WHAT IS REQUIRED
Please repeat all of the records below word for word, leaving every line unchanged.
#### RECORDS TO USE ####
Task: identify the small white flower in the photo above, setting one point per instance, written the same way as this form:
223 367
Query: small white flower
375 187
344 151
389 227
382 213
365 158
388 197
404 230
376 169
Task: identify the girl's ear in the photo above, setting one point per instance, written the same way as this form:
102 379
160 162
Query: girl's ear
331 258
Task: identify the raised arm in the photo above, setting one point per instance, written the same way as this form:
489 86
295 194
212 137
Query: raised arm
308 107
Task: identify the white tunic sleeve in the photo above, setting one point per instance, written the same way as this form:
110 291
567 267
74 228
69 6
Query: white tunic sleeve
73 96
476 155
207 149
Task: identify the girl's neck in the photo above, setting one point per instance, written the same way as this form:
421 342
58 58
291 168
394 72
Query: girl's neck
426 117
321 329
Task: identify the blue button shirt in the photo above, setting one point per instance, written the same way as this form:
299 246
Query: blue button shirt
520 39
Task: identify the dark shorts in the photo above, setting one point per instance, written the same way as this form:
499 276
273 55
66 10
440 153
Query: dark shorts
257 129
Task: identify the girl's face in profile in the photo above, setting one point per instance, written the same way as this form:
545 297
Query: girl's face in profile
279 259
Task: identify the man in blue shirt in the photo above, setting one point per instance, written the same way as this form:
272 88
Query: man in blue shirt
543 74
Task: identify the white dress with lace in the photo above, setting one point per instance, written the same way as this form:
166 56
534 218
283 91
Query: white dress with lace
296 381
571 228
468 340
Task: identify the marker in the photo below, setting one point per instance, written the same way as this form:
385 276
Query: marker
####
OUTPUT OF THE TASK
Task: identify the small white flower in the photo above, setting one point per instance, written the same way as this form:
223 367
Query: small white flower
375 187
344 151
389 227
382 213
365 158
388 197
404 230
376 169
Task: identify the girl's ear in the photo above, setting one point per instance, written the same way as this form:
102 379
160 162
Query: girl's ear
331 258
Task: identify the raised arm in the photo above, setting one point per instance, written the same way as this form:
489 86
295 194
212 137
Query: raised arm
308 107
Task: identify the white tunic sleeve in the photo above, setting one point per instance, written the same way as this form:
110 291
567 267
74 228
69 6
Query: white tunic sleeve
73 96
476 155
207 149
Task: identify the girl's neck in the photo above, setting one point per instance, written the same way as this form:
421 342
58 58
291 168
394 72
Query: girl's neck
426 117
321 329
Task: identify the blue button shirt in the photo above, setting one point per instance, written the same way as this form:
299 246
Query: blue button shirt
520 39
Task: identify the dark shorts in the photo above, setting one point per instance, written the same way as this form:
499 276
273 55
66 10
440 153
Query: dark shorts
257 129
Task: identify the girl's face in profile in the photo above, setting one point per instance, written the same way as this form:
545 297
Query: girl's face in profile
279 259
Task: identify the man in blue shirt in the photo above, setting one point per instance, written the same way as this form:
272 88
Query: man in blue shirt
543 74
Task: identify the white dress with lace in the photo above, setting one point per instance, written the same way as this form:
166 56
534 218
283 91
Query: white dress with lace
296 381
571 228
468 340
Task: identify the marker in the photo below, setting one point per instance, written the same way as this form:
385 276
Query: marker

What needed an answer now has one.